== The problem ==
Copy out every item below verbatim, keeping each line as it appears.

== Extracted entries ==
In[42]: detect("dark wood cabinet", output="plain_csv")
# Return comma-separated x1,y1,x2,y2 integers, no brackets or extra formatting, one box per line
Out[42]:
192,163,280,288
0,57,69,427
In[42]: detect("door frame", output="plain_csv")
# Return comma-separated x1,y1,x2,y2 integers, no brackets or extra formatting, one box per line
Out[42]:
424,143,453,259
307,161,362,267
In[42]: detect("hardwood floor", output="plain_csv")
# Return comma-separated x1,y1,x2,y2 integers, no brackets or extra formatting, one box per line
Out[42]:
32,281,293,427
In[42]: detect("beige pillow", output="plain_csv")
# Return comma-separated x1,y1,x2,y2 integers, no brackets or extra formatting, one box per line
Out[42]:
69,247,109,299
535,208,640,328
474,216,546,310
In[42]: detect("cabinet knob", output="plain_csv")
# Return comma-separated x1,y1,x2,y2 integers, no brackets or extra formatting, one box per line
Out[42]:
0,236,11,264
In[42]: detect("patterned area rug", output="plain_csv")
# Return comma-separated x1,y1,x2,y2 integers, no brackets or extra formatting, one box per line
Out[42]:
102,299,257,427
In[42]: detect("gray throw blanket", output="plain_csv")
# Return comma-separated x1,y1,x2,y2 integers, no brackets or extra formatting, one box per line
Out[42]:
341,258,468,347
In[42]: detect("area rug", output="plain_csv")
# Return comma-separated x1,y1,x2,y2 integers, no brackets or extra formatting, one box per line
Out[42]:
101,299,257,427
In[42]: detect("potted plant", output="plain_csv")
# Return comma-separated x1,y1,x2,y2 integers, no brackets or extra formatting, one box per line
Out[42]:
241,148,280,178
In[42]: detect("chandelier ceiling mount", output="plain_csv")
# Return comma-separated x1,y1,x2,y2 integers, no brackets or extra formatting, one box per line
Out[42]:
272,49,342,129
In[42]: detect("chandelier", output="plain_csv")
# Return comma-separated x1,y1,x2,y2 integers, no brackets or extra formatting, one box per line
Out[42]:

== Task response ==
In[42]: detect("dark wood cabinet", output="plain_csv")
# Return comma-separated x1,y1,x2,y2 integers, no brackets or extra formatting, one box per line
Out[42]:
192,163,280,288
0,57,69,427
In[42]: detect("door frame", output="plain_csv")
# Return comma-separated x1,y1,x2,y2 integers, no brackets or extra formatting, one box per line
Out[42]:
424,143,453,259
307,161,362,267
In[42]: detect("hardwood floor", output="plain_csv")
# Return comma-separated x1,y1,x2,y2 integers, no brackets or extra formatting, one box per line
Out[42]:
32,281,293,427
In[42]: detect("beige pillow", output="plain_csv")
# Return comma-separated x1,y1,x2,y2 integers, no brackets or extra formatting, one box per line
Out[42]:
69,247,109,299
535,208,640,328
474,216,546,310
In[42]: detect("cabinet knob", output="plain_csv")
# Return comma-separated x1,y1,x2,y2 integers, no brackets or extra formatting, one box per line
Out[42]:
0,236,11,264
In[42]: detect("patterned area rug", output="plain_csv")
# Return comma-separated x1,y1,x2,y2 integers, no brackets or extra formatting, one box per line
Out[42]:
102,299,257,427
In[42]: detect("gray throw blanket", output="plain_csv")
# Return comma-separated x1,y1,x2,y2 integers, no brackets or extra formatting, one box per line
Out[42]:
341,258,468,347
In[42]: detect("area rug", output="plain_csv")
# Return comma-separated x1,y1,x2,y2 integers, no brackets or extra formatting, one box per line
Out[42]:
101,299,257,427
In[42]: detect("potted plant", output="plain_csv")
# Return comma-separated x1,y1,x2,y2 integers, no brackets or extra formatting, one box per line
Out[42]:
241,148,280,178
In[42]: detect("chandelier ceiling mount", output="plain_csv")
# Return comma-separated x1,y1,x2,y2 integers, no brackets or extra formatting, one box per line
Out[42]:
272,49,342,129
In[42]: detect("chandelier", output="plain_csv")
# Return comma-separated x1,y1,x2,y2 integers, no brackets or extra formatting, one box per line
Out[42]:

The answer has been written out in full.